(Outline labeling records)

□ □ □ □

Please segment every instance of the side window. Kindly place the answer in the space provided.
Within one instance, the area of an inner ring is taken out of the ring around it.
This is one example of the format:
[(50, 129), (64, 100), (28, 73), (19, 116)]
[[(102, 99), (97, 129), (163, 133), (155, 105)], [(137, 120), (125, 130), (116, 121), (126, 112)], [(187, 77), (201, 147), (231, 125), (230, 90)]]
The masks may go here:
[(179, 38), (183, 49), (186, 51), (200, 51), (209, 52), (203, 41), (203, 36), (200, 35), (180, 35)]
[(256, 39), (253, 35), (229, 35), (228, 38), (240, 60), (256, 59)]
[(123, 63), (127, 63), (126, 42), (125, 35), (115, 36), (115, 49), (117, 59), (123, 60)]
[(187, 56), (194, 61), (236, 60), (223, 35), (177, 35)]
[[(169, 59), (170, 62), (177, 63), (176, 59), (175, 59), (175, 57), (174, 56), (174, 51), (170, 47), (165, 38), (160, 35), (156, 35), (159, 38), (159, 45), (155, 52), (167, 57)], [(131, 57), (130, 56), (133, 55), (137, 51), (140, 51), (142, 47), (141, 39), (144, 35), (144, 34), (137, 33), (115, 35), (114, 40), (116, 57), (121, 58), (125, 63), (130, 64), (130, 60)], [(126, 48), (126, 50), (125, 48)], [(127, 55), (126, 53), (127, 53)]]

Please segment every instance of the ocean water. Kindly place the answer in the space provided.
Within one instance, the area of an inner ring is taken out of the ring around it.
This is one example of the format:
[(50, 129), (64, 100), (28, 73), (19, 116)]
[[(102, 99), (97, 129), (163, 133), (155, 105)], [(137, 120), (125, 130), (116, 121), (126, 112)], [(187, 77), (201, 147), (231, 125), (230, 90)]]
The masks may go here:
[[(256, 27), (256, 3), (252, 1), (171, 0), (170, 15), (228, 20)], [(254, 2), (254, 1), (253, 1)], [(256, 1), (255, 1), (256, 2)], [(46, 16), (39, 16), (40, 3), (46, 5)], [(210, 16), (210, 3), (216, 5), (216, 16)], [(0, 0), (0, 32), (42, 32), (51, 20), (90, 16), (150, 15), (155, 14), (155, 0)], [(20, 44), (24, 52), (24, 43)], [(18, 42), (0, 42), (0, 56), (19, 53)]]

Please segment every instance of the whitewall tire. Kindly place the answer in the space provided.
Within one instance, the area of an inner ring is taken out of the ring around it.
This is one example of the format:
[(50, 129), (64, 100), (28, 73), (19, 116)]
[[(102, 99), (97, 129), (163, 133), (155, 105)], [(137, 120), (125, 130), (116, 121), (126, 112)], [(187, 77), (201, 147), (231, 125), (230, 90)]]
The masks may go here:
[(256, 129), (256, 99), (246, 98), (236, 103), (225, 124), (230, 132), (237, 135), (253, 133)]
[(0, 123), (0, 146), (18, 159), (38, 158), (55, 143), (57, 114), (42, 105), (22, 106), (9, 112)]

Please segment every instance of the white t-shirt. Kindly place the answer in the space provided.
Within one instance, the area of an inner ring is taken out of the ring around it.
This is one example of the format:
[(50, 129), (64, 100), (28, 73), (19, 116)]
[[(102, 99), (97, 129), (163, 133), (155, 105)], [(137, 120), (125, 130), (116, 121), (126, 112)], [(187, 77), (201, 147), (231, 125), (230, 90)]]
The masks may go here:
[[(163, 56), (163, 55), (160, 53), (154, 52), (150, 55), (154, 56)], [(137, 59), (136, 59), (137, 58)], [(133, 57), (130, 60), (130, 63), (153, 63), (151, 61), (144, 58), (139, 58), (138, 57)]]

□ □ □ □

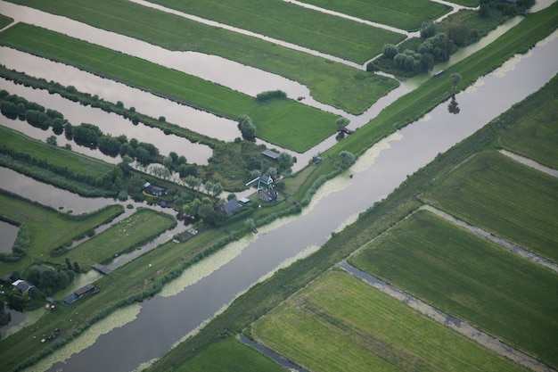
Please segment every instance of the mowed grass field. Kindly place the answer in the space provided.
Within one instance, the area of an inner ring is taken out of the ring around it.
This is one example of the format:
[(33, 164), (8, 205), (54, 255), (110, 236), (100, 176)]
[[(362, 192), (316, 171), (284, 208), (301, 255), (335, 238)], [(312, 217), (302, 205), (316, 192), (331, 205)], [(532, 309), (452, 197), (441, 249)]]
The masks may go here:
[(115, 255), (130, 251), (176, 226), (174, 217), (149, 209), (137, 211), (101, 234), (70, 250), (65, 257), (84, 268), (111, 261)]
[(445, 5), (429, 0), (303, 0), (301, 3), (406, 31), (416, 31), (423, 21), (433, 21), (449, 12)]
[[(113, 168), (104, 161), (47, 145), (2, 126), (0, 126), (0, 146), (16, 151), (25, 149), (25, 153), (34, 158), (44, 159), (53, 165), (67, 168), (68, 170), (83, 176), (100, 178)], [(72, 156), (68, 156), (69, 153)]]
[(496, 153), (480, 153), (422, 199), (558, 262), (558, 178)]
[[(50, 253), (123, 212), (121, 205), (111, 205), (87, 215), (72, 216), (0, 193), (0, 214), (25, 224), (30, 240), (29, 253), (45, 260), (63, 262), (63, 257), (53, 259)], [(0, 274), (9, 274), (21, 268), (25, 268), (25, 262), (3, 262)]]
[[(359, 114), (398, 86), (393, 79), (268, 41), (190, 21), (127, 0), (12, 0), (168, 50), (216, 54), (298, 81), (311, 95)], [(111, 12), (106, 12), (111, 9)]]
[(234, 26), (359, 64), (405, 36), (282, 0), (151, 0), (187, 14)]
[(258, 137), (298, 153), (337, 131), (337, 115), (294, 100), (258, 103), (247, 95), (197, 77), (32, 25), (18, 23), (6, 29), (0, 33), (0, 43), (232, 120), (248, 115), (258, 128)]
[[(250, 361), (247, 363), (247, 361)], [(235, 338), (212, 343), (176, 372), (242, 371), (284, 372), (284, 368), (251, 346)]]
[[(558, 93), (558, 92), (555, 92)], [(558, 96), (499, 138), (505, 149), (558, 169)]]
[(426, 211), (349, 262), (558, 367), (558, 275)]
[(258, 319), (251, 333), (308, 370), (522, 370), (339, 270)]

□ □ □ □

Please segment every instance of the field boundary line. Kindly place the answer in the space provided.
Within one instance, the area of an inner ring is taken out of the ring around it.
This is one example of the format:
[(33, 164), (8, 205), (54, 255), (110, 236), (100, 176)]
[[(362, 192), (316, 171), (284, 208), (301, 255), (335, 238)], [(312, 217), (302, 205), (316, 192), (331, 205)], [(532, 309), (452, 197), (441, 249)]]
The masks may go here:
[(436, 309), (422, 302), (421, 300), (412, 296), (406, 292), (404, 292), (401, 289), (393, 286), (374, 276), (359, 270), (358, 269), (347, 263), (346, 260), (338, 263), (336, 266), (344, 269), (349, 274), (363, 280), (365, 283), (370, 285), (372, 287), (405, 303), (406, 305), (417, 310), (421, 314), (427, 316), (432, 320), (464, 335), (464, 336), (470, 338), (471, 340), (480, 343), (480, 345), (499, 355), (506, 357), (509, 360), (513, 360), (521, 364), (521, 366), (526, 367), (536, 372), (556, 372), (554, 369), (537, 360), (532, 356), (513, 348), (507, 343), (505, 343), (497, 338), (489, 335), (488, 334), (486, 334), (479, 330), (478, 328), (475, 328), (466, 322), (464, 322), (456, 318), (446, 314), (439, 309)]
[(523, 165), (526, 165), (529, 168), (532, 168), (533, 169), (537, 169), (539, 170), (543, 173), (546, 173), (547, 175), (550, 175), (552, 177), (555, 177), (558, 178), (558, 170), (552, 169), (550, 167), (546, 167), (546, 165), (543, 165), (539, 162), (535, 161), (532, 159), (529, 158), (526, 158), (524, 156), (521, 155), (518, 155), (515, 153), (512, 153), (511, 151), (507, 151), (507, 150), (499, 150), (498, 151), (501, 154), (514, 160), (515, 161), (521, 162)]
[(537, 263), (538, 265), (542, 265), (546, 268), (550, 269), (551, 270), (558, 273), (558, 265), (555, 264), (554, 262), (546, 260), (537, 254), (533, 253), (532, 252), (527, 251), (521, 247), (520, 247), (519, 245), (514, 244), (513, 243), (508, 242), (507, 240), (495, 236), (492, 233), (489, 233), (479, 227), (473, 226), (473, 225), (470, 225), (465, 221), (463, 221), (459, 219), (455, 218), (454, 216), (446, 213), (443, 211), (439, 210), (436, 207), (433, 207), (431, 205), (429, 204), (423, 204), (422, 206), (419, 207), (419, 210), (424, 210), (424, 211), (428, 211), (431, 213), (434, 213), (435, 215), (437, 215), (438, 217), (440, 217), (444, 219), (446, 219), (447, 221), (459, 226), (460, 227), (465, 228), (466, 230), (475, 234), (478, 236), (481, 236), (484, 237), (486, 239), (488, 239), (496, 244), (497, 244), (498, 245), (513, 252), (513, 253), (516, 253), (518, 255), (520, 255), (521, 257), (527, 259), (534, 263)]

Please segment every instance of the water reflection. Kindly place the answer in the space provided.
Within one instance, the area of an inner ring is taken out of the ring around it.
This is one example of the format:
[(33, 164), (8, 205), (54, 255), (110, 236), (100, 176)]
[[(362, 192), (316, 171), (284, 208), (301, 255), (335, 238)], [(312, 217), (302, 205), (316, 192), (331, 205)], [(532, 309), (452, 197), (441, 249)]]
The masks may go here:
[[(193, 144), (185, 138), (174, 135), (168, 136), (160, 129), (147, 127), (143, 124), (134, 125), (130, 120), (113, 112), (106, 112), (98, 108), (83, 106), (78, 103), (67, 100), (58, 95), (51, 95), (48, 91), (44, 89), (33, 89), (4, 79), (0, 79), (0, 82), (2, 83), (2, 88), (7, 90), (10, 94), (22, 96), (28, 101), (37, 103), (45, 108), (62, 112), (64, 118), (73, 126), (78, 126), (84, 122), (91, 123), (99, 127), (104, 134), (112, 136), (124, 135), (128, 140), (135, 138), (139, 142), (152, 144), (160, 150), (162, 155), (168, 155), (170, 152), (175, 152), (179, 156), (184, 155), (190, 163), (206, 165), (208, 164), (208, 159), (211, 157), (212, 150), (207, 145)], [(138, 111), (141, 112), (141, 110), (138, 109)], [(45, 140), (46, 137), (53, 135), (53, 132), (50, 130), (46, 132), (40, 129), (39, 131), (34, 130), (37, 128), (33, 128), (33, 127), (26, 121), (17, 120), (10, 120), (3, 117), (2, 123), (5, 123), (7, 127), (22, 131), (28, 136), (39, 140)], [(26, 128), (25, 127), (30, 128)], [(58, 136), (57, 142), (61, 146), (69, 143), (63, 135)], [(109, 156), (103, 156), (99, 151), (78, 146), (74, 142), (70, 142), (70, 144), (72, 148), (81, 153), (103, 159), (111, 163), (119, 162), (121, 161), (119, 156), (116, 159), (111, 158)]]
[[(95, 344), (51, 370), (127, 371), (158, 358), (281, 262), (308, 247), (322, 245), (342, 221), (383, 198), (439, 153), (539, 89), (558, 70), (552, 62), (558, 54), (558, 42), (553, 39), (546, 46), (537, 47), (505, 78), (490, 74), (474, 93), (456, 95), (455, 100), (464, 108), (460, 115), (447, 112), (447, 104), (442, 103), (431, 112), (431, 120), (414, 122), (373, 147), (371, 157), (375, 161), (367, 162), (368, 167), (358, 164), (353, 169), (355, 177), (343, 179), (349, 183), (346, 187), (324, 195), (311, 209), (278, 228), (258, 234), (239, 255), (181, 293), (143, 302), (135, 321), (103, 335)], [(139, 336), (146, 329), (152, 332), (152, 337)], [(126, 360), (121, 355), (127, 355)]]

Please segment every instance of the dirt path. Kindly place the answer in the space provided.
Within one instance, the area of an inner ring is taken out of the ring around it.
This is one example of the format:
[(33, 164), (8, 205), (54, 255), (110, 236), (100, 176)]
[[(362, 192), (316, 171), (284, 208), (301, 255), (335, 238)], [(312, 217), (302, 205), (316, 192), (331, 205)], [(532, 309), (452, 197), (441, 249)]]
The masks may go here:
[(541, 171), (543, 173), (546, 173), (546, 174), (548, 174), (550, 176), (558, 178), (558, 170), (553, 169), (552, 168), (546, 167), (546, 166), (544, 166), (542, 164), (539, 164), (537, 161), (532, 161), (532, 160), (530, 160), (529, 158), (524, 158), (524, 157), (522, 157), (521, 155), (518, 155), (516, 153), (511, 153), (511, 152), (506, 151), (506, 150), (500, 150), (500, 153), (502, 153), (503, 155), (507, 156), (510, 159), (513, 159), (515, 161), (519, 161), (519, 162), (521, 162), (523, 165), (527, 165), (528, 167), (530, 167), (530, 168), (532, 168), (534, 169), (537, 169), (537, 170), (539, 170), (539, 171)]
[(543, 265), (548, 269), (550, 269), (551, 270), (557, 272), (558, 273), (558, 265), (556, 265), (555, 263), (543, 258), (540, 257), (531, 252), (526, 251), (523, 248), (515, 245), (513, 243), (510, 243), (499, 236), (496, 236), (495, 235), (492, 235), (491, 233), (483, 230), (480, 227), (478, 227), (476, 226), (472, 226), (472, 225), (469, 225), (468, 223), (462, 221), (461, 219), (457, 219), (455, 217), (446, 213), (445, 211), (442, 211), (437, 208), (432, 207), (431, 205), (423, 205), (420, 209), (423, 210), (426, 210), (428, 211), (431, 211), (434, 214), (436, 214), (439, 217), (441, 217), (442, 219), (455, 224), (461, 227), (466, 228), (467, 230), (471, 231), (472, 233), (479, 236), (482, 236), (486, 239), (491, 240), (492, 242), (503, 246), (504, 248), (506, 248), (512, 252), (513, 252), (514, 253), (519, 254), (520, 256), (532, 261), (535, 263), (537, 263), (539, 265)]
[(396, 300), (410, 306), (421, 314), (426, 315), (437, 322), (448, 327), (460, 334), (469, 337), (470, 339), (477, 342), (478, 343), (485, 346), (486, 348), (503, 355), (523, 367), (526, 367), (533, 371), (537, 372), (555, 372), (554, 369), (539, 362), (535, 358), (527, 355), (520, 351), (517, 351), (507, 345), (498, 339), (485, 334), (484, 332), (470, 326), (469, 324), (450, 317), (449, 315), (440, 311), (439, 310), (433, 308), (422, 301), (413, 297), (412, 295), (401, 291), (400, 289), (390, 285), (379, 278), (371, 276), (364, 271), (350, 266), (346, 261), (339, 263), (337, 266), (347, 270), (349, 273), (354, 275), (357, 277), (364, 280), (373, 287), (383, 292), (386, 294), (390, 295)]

□ □ □ □

**Short problem**
Print the lines between the one holding "Please segment every instance of the side" and the one holding "53), (127, 53)]]", inclusive, without changing anything.

**Final result**
Please segment every instance of the side window. Kindly place the answer in the space provided.
Within one instance, the area of an inner ring is taken out of the ring around it.
This is one example of the format:
[(50, 129), (64, 100), (28, 73), (19, 116)]
[[(102, 99), (97, 129), (163, 133), (155, 105)], [(137, 120), (125, 130), (116, 121), (126, 112)], [(187, 77), (201, 147), (231, 125), (230, 90)]]
The masks may go here:
[(179, 38), (183, 49), (186, 51), (200, 51), (209, 52), (203, 41), (203, 36), (200, 35), (180, 35)]
[(256, 39), (253, 35), (229, 35), (228, 38), (240, 60), (256, 59)]
[(123, 63), (127, 63), (126, 42), (125, 35), (115, 36), (115, 49), (117, 59), (123, 60)]
[(187, 56), (194, 61), (236, 60), (223, 35), (177, 35)]
[[(169, 59), (170, 62), (177, 63), (176, 59), (175, 59), (175, 57), (174, 56), (174, 51), (170, 47), (165, 38), (160, 35), (156, 35), (159, 38), (159, 45), (155, 52), (167, 57)], [(131, 57), (130, 56), (133, 55), (137, 51), (140, 51), (142, 47), (141, 39), (144, 35), (144, 34), (137, 33), (115, 35), (114, 40), (116, 57), (121, 58), (125, 63), (130, 64), (130, 60)], [(126, 48), (126, 50), (125, 48)], [(127, 55), (126, 53), (127, 53)]]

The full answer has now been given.